══ Stored data ══

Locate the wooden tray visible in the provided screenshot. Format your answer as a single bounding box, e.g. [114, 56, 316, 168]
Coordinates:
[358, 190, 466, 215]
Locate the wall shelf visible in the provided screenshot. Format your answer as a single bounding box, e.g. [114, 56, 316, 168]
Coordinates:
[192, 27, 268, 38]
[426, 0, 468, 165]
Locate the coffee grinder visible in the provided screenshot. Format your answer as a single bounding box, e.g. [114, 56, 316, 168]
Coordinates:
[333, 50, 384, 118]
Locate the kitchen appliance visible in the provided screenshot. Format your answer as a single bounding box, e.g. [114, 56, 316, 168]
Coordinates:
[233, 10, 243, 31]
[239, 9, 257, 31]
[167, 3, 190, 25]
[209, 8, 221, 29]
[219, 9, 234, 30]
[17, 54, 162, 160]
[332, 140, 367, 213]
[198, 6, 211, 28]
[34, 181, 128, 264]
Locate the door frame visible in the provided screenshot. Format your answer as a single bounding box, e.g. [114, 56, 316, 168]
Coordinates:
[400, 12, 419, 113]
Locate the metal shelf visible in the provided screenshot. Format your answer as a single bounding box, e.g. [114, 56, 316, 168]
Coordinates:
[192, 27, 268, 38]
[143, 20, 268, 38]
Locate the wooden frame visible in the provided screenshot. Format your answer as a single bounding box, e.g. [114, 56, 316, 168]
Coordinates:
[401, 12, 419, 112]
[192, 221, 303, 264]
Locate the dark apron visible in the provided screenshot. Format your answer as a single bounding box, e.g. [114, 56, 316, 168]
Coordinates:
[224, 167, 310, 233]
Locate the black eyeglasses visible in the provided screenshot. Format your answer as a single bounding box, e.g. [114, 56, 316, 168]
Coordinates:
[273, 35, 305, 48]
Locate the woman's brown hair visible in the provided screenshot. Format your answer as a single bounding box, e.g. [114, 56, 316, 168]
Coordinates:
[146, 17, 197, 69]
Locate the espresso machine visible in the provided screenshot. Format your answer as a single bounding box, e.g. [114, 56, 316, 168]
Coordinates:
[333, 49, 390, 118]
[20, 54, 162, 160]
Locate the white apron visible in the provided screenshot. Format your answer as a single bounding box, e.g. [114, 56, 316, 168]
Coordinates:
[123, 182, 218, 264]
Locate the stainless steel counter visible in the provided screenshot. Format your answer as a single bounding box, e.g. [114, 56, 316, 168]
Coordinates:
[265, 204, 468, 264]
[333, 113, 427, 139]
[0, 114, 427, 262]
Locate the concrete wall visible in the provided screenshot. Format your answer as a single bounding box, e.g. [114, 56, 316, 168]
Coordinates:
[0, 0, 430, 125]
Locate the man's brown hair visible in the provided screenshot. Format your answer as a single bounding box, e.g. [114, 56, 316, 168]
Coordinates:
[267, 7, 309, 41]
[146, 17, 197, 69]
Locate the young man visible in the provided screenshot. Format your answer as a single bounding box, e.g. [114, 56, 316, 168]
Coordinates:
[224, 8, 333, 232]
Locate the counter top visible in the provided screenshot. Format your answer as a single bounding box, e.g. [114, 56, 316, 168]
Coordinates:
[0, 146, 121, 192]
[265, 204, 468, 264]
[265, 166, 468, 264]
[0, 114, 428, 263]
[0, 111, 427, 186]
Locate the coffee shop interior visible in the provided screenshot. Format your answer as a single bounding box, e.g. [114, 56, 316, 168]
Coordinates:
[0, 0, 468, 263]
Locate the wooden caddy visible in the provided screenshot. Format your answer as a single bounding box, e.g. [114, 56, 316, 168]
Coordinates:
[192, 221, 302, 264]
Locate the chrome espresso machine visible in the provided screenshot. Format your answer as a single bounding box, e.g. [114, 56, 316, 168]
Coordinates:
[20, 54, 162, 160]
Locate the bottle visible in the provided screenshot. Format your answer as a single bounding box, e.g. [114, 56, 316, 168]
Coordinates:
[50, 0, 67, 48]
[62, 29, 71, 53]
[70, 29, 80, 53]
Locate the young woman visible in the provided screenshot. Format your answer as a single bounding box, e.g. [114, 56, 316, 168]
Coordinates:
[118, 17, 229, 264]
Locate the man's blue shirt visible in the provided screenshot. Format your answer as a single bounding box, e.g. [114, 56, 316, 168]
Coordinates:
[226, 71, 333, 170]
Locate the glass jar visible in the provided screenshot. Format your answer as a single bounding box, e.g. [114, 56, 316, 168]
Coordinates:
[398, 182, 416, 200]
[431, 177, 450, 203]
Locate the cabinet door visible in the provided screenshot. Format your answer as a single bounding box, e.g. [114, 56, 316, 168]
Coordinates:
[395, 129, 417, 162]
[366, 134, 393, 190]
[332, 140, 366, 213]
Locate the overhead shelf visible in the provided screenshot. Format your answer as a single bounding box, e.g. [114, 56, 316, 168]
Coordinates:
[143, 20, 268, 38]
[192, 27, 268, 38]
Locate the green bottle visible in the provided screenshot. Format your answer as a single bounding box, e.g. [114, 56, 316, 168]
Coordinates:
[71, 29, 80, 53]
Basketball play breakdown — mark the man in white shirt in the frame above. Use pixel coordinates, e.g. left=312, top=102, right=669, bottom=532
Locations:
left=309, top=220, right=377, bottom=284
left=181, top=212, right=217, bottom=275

═══

Arrange the records above as a JSON list of strings, one string per line, from the first line through the line containing "[34, 181, 128, 264]", both included. Leave out any blank lines.

[
  "Locate the wooden tray visible in the provided screenshot. Format your answer as a single bounding box, e.g. [114, 56, 316, 168]",
  "Coordinates:",
  "[358, 190, 466, 215]",
  "Locate the wall shelf visible in the provided screenshot. Format your answer as a single bounding box, e.g. [114, 56, 316, 168]",
  "Coordinates:",
  "[192, 27, 268, 38]",
  "[426, 0, 468, 165]",
  "Locate the coffee grinder visible in the provided screenshot. Format your answer as a single bounding box, e.g. [114, 56, 316, 168]",
  "Coordinates:",
  "[333, 50, 384, 118]",
  "Locate the kitchen appliance visible in the provided screenshot. Format your answer as a single bounding box, e.g. [114, 56, 316, 168]",
  "Coordinates:",
  "[233, 10, 243, 31]",
  "[239, 9, 257, 31]",
  "[167, 3, 190, 25]",
  "[209, 8, 221, 29]",
  "[219, 9, 234, 30]",
  "[17, 54, 162, 160]",
  "[332, 140, 367, 213]",
  "[198, 6, 211, 28]",
  "[34, 181, 128, 264]"
]